▶ _Direction_
Please rewrite these items with every "black handbag" swapped for "dark purse" and everything else kept the same. Leave the pictures out of your answer.
'''
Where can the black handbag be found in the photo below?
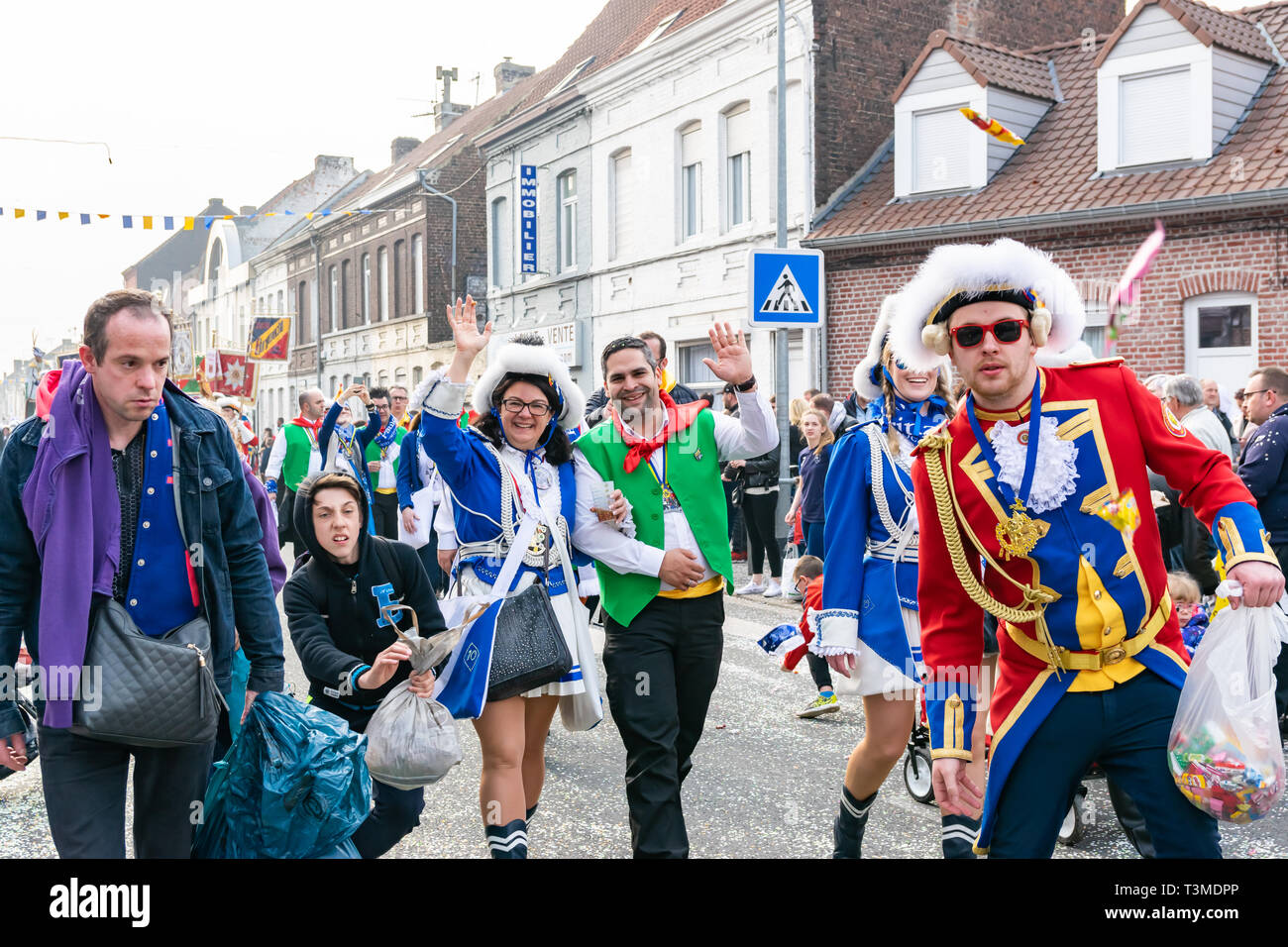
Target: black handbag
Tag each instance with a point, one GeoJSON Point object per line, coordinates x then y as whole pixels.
{"type": "Point", "coordinates": [529, 648]}
{"type": "Point", "coordinates": [27, 712]}
{"type": "Point", "coordinates": [150, 690]}
{"type": "Point", "coordinates": [147, 690]}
'''
▶ _Complete output_
Where can the dark purse be found in the photo below?
Target: dark purse
Tag each instance with a point, one GeoJSON Point object per line, coordinates x then y as whole pixels.
{"type": "Point", "coordinates": [529, 648]}
{"type": "Point", "coordinates": [27, 712]}
{"type": "Point", "coordinates": [150, 690]}
{"type": "Point", "coordinates": [147, 690]}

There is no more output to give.